▸ **Requirements**:
Copy out only the data from the line containing "target: black hair" through the end, swapping "toddler child" for "small child" and leaving everything else unchanged.
◆ ◆ ◆
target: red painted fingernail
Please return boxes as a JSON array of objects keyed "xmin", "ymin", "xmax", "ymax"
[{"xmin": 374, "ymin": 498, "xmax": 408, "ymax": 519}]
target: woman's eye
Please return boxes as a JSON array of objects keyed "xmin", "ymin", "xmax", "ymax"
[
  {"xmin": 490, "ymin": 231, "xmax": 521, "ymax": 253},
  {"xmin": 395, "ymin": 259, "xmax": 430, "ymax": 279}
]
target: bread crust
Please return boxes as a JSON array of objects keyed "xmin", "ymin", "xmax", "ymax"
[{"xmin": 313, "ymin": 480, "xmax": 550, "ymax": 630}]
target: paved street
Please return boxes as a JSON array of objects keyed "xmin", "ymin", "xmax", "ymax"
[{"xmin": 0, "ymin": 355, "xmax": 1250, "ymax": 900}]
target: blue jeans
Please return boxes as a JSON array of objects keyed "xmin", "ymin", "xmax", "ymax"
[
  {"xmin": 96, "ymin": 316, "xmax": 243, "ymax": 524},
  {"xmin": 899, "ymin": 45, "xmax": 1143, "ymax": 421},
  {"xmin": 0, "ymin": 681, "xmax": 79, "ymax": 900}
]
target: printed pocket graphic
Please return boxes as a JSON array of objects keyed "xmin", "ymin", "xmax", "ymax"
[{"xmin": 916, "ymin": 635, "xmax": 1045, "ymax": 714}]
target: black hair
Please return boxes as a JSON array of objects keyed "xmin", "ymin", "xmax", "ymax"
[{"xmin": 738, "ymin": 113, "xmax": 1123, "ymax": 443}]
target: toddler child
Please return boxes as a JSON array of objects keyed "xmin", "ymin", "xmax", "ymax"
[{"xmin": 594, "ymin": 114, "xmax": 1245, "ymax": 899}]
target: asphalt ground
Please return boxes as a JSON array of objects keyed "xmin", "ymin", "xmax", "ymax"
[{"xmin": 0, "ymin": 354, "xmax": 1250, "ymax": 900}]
◆ ◆ ◆
▸ **Answer below**:
target: black hair
Please return boxes as a JSON array of objects keyed "xmin", "ymin", "xmax", "ymax"
[{"xmin": 738, "ymin": 113, "xmax": 1123, "ymax": 443}]
target: small child
Please return boxes as a JSON array of objects keyed "xmin", "ymin", "xmax", "ymax"
[{"xmin": 594, "ymin": 114, "xmax": 1245, "ymax": 899}]
target: asphalt ground
Please return boxes as a JSON array of objects keyed "xmin", "ymin", "xmax", "ymax"
[{"xmin": 0, "ymin": 354, "xmax": 1250, "ymax": 900}]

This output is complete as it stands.